_Requirement_
Below are the records. Transcribe them exactly.
BEGIN Materials provided
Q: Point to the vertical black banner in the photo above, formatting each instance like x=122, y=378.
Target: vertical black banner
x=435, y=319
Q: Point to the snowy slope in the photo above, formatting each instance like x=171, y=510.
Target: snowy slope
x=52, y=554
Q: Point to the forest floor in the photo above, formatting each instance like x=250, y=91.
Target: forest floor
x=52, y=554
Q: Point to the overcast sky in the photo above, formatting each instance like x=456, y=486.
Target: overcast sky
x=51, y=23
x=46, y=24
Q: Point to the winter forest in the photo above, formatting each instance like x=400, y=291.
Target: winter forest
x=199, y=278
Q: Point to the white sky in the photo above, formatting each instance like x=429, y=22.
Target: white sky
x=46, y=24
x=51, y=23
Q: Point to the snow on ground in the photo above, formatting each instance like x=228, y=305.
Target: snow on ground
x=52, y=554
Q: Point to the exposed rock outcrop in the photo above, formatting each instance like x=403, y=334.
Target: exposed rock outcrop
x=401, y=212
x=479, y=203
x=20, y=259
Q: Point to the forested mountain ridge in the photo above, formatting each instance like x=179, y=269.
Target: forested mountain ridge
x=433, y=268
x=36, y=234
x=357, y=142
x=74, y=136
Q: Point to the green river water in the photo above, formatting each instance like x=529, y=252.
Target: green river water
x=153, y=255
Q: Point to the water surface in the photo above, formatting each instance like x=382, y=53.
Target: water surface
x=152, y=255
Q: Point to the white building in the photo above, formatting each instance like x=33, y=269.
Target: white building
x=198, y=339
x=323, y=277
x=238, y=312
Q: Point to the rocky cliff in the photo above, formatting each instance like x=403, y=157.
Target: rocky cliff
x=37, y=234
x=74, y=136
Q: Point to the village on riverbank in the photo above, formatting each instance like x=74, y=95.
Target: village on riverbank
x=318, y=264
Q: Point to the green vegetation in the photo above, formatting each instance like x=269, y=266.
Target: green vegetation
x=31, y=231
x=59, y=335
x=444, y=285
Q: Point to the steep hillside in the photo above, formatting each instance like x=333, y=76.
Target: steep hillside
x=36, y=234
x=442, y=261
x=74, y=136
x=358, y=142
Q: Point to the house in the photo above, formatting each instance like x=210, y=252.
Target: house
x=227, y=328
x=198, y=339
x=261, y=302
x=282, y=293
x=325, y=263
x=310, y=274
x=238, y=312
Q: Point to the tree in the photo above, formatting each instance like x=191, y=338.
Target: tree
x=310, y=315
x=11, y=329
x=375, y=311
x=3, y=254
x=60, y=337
END Materials provided
_Written response_
Q: Point to the vertical black banner in the photo above, formatting each instance like x=122, y=378.
Target: vertical black banner
x=435, y=319
Q: Point to the snowy slope in the photo above, formatting each instance like x=171, y=510.
Target: snowy slope
x=52, y=554
Q: Point to the forest floor in the photo above, formatting each instance like x=250, y=91.
Target: forest floor
x=52, y=554
Q: Point to the overcast sky in the photo above, formatting each instance like x=456, y=486.
Target: overcast sky
x=51, y=23
x=46, y=24
Q: Point to the winter forest in the photo above, formatting each instance like x=400, y=291.
Target: winter forest
x=199, y=278
Q: Point to the white sky in the photo above, formatting each instance like x=429, y=22.
Target: white sky
x=46, y=24
x=51, y=23
Q: Point to the snow on ground in the photo above, formatting each instance like x=228, y=305.
Target: snow on ground
x=52, y=554
Q: Point to the exposed rock outcrop in the photo above, formatting each instance like x=403, y=334.
Target: exposed rock outcrop
x=401, y=212
x=479, y=203
x=20, y=259
Q: Point to the forested mountain ridge in the photo above, formatting each instance like x=179, y=269.
Target: forested mountain ridge
x=433, y=268
x=36, y=234
x=357, y=142
x=74, y=136
Q: Point to the green river water in the photo above, formatting each instance like x=529, y=252.
Target: green river water
x=153, y=255
Q: Point to the water surface in the photo above, formatting each instance like x=382, y=53.
Target: water surface
x=152, y=255
Q: Point to the white building in the photo above, formatting each instance like x=33, y=269.
Target: white building
x=198, y=339
x=323, y=277
x=238, y=312
Q: Point to the rocky cliff in the photo above, formatting each instance like x=403, y=157.
Target: rocky cliff
x=37, y=234
x=74, y=136
Q: Point to the village on riverbank in the photo above, formatting each instance like x=74, y=95.
Target: village on riverbank
x=318, y=264
Q: Point to the green vegetation in the photo above, formatting each instance like x=269, y=266.
Target: green vegetation
x=31, y=231
x=59, y=335
x=444, y=285
Q: Point to the steep hillside in the photo above, formatting each instance like x=333, y=76.
Target: steep hillside
x=36, y=234
x=442, y=261
x=74, y=136
x=358, y=142
Q: Point to the house in the photo above, formatting each instance like x=210, y=252.
Target: house
x=227, y=328
x=198, y=339
x=261, y=302
x=282, y=293
x=325, y=263
x=310, y=274
x=238, y=312
Q: Point to the tree in the photo above, formatting each instance like x=191, y=338.
Target: tree
x=310, y=315
x=11, y=329
x=375, y=311
x=3, y=254
x=60, y=337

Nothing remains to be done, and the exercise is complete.